▶ _Breve esercizio_: Riscrivi il tratto da "Fig. 10. A: situazione" fino a "ecosistemi fluviali alterati)." del brano sul rischio alluvionale, cambiando "cemento" in "pietra".

**** Brano del documento

Fig. 10. A: situazione attuale del canale di Sponda, con l’alveo ristretto dalla strada per Ravaccione e confinato in un canale in cemento che accelera i deflussi. B: simulazione grafica di un intervento di rinaturalizzazione, con restituzione all’alveo dell’intero spazio di fondovalle e ricostruzione della strada ad una quota più elevata (freccia, a destra). Estendendo questo approccio a tutti gli alvei montani oggi sepolti da strade si otterrebbe una notevole riduzione del rischio alluvionale a valle (oltre alla riqualificazione degli ecosistemi fluviali alterati).


 

       5.3         Bacini di Torano e di Miseglia: soluzioni semplici (ma interventi imponenti)
 

Gli interventi principali per il risanamento idrogeologico del bacino di Torano sono quelli citati nei due paragrafi precedenti: eliminazione delle terre dai ravaneti e ripristino degli alvei di fondovalle (spostando le strade). Ad essi va aggiunto lo svuotamento delle cave a fossa che sono state riempite di detriti (es. Buca di Ravaccione).

Una situazione leggermente più complicata si ha nel bacino di Miseglia (Fig. 11).
 

Fig. 11. Il bacino di Miseglia, con l’indicazione degli elementi che richiedono interventi (descritti nel testo).

********
**** Record estratti

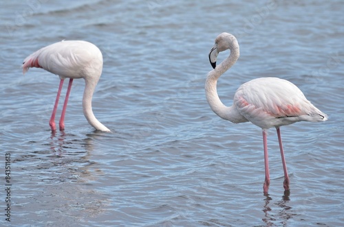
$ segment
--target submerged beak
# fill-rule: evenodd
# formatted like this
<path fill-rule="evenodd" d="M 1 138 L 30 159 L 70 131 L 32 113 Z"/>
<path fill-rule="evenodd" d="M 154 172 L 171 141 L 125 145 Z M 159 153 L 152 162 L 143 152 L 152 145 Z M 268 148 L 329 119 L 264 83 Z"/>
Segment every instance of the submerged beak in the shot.
<path fill-rule="evenodd" d="M 209 62 L 211 62 L 213 69 L 216 67 L 216 58 L 217 58 L 218 54 L 219 52 L 217 51 L 217 48 L 215 45 L 213 47 L 213 48 L 211 48 L 211 52 L 209 53 Z"/>

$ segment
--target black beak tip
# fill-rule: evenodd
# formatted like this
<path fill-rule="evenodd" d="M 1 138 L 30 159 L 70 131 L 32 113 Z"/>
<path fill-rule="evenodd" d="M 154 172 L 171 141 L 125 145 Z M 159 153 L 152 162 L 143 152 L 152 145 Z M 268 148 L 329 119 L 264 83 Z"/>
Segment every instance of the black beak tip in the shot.
<path fill-rule="evenodd" d="M 216 62 L 211 62 L 211 66 L 213 67 L 213 69 L 216 68 Z"/>

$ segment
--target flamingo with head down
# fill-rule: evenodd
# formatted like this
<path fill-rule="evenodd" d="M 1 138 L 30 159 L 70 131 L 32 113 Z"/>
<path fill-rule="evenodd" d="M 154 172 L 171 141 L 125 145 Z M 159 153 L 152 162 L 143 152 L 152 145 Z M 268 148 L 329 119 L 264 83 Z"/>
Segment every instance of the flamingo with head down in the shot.
<path fill-rule="evenodd" d="M 103 70 L 103 56 L 99 49 L 91 43 L 81 40 L 61 41 L 39 49 L 27 57 L 23 63 L 23 73 L 29 68 L 42 68 L 58 75 L 60 85 L 49 124 L 52 132 L 56 130 L 55 115 L 63 82 L 69 78 L 65 103 L 59 121 L 61 131 L 65 130 L 65 115 L 74 79 L 83 78 L 85 82 L 83 97 L 83 110 L 88 123 L 96 130 L 110 132 L 102 124 L 92 111 L 92 96 Z"/>

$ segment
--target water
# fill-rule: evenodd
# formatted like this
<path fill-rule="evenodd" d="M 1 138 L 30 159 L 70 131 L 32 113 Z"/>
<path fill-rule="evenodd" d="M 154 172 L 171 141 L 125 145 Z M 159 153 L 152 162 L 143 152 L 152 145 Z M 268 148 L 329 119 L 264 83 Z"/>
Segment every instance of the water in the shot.
<path fill-rule="evenodd" d="M 3 3 L 1 178 L 6 189 L 10 154 L 10 224 L 344 225 L 343 8 L 339 0 Z M 268 136 L 272 180 L 266 197 L 261 130 L 220 119 L 206 102 L 207 55 L 222 32 L 235 34 L 241 48 L 239 61 L 219 81 L 224 103 L 230 105 L 244 82 L 277 76 L 298 86 L 330 117 L 281 128 L 289 196 L 275 130 Z M 65 133 L 52 136 L 58 77 L 39 69 L 23 76 L 20 66 L 30 53 L 63 39 L 86 40 L 102 50 L 93 108 L 111 133 L 87 123 L 84 82 L 76 80 Z"/>

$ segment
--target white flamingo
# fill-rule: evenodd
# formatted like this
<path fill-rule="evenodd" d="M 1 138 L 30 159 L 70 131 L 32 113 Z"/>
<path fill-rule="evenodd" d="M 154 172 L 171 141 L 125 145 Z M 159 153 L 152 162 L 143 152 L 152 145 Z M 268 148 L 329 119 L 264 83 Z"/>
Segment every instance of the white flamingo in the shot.
<path fill-rule="evenodd" d="M 63 82 L 69 78 L 67 94 L 60 118 L 60 130 L 65 129 L 65 114 L 74 79 L 84 78 L 85 82 L 83 97 L 83 110 L 88 123 L 96 130 L 110 132 L 97 120 L 92 111 L 92 96 L 103 70 L 103 56 L 92 43 L 76 40 L 62 41 L 39 49 L 27 57 L 23 63 L 23 73 L 29 68 L 43 68 L 60 77 L 60 86 L 49 124 L 52 132 L 56 130 L 55 115 Z"/>
<path fill-rule="evenodd" d="M 228 49 L 230 51 L 229 57 L 217 67 L 218 53 Z M 290 180 L 279 127 L 300 121 L 324 121 L 327 119 L 327 115 L 307 100 L 294 84 L 276 77 L 255 79 L 242 84 L 234 95 L 232 106 L 225 106 L 217 95 L 217 80 L 235 63 L 239 56 L 239 44 L 234 36 L 222 33 L 216 38 L 215 45 L 209 53 L 209 60 L 214 69 L 206 77 L 206 99 L 213 111 L 219 117 L 236 123 L 250 121 L 263 130 L 264 194 L 268 194 L 270 184 L 266 133 L 268 128 L 276 128 L 284 171 L 283 187 L 286 191 L 289 191 Z"/>

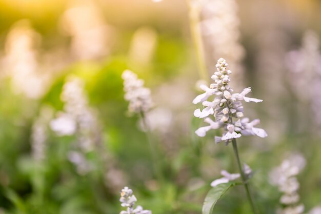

********

▶ _Esito del compito_:
Fig. 10. A: situazione attuale del canale di Sponda, con l’alveo ristretto dalla strada per Ravaccione e confinato in un canale in pietra che accelera i deflussi. B: simulazione grafica di un intervento di rinaturalizzazione, con restituzione all’alveo dell’intero spazio di fondovalle e ricostruzione della strada ad una quota più elevata (freccia, a destra). Estendendo questo approccio a tutti gli alvei montani oggi sepolti da strade si otterrebbe una notevole riduzione del rischio alluvionale a valle (oltre alla riqualificazione degli ecosistemi fluviali alterati).